= Requirement =
Edit everything from the line containing "dog's nose shown above." down to the line containing "x=98, y=206" by changing "pin" to "marker", and return only those lines with nothing else altered.

## start

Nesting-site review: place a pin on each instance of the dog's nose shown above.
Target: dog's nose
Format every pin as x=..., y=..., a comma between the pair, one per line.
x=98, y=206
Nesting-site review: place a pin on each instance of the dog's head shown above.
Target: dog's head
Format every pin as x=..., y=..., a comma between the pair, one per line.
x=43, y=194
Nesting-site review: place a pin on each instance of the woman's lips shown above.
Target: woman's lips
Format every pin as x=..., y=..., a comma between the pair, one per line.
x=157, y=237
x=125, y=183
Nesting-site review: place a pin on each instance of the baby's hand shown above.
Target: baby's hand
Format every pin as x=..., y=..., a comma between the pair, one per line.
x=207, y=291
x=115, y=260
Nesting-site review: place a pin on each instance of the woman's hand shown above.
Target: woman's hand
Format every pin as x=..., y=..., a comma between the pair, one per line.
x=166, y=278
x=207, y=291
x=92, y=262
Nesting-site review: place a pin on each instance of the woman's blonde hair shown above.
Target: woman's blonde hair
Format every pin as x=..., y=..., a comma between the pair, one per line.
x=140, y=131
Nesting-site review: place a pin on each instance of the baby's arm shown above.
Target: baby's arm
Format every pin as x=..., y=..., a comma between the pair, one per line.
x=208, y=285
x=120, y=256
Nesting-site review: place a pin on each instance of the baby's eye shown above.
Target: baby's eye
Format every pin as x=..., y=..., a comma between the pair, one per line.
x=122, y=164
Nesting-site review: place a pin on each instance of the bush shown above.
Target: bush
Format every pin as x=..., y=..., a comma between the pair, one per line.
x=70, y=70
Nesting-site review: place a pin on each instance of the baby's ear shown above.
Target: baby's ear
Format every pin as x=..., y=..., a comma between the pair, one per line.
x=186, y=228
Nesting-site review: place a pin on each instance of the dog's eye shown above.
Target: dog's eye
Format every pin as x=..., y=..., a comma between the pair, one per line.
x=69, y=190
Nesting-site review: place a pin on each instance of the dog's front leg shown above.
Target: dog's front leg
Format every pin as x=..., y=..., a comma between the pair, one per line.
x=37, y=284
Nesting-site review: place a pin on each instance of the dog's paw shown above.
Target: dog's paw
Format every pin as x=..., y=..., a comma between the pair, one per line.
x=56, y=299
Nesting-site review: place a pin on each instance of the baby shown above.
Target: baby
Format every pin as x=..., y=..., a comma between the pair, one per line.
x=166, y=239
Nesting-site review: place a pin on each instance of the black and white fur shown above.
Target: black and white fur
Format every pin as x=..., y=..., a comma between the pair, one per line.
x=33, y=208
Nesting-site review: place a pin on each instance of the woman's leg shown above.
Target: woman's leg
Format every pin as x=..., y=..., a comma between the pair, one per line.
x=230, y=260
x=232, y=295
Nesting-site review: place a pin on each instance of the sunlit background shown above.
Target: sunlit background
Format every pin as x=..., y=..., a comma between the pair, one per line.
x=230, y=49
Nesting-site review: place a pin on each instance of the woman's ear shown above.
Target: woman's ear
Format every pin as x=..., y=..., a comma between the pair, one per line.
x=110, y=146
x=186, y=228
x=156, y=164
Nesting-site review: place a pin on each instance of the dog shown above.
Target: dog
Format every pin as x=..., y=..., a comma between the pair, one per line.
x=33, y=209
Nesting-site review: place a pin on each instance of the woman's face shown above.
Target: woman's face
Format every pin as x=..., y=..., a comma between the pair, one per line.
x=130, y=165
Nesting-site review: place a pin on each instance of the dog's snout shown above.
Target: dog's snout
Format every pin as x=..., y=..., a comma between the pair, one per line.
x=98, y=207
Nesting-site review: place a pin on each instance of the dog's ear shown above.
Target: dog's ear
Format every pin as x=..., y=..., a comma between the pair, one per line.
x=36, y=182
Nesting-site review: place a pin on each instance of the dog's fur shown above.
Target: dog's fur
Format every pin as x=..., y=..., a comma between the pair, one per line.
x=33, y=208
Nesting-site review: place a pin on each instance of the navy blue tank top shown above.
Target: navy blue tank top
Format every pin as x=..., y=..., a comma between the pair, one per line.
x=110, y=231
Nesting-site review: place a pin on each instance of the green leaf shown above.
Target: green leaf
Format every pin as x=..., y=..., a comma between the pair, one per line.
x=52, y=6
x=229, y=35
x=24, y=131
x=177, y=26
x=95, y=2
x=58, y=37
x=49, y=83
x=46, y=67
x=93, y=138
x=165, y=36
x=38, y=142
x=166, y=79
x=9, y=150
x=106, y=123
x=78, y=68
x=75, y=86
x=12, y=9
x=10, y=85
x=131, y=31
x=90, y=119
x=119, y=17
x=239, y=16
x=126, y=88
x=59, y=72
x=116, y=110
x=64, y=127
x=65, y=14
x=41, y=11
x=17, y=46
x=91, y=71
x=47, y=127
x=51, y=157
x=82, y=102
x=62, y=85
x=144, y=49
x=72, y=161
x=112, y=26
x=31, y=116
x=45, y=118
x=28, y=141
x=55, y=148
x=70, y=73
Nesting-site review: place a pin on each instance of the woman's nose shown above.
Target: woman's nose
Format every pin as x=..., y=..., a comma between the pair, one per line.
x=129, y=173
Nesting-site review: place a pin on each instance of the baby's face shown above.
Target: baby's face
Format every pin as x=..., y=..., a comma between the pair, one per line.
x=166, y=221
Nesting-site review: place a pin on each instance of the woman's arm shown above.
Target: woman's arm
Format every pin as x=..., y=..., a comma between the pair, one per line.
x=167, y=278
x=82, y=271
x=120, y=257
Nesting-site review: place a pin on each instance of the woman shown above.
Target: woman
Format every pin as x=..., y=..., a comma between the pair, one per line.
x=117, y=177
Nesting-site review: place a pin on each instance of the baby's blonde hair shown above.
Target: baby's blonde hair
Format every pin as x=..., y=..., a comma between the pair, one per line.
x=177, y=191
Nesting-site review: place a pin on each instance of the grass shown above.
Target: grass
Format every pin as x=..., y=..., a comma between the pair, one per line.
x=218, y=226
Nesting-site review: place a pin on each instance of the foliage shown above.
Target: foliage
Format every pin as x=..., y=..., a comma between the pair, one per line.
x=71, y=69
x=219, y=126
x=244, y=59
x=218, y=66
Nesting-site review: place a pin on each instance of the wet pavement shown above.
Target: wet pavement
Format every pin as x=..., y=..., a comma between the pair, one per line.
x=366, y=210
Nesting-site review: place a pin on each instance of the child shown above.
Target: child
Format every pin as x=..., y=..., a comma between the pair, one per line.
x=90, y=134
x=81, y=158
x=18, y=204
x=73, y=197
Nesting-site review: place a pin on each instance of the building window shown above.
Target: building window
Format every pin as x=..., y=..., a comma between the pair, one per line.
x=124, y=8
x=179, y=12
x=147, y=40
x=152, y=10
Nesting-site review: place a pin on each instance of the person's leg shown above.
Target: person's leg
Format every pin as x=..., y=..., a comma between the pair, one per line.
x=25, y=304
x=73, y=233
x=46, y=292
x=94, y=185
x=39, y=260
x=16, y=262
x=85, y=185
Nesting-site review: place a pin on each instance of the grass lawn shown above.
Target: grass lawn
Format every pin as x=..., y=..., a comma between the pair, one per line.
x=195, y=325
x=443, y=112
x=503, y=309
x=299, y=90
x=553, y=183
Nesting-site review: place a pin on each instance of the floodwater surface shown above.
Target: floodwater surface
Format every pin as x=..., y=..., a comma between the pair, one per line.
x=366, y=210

## end
## start

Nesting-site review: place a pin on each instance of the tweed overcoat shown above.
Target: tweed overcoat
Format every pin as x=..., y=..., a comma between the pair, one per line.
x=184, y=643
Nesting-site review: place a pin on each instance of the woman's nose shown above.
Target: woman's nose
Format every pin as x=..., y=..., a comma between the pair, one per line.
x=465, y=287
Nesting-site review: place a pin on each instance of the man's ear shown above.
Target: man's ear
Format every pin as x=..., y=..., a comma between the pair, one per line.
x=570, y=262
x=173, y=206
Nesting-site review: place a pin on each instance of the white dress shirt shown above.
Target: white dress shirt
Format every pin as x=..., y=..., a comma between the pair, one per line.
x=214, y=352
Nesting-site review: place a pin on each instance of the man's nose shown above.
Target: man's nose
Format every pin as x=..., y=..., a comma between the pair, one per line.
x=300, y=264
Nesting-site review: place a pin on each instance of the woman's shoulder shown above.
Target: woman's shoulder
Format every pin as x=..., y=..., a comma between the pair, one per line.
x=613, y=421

## end

= Task solution =
Nesting-site review: place a marker on each instance of the dog's nose shown above.
Target: dog's nose
Format every marker as x=..., y=..., a comma between the pair, one per line.
x=98, y=206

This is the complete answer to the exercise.